Point-based annotation data:

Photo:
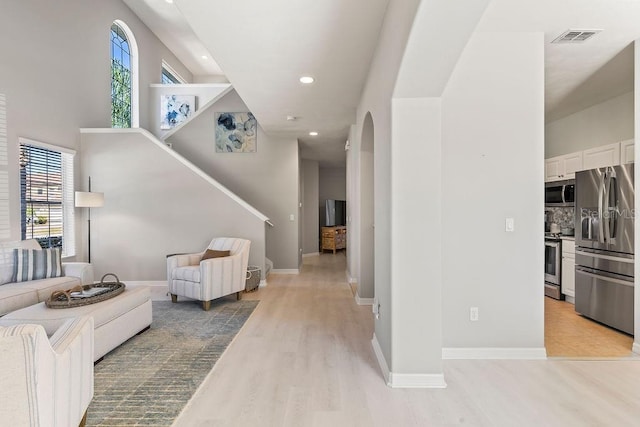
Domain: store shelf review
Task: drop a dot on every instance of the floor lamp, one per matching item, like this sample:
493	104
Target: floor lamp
88	199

* _EXERCISE PROMPT_
Print every row above line for line, leaving out the pictures.

* _FINISHED ANSWER_
Photo:
Domain: store shelf review
Task: drop a dot on every instance of the floor lamp, one per matching item, like this sample:
493	104
Target: floor lamp
88	199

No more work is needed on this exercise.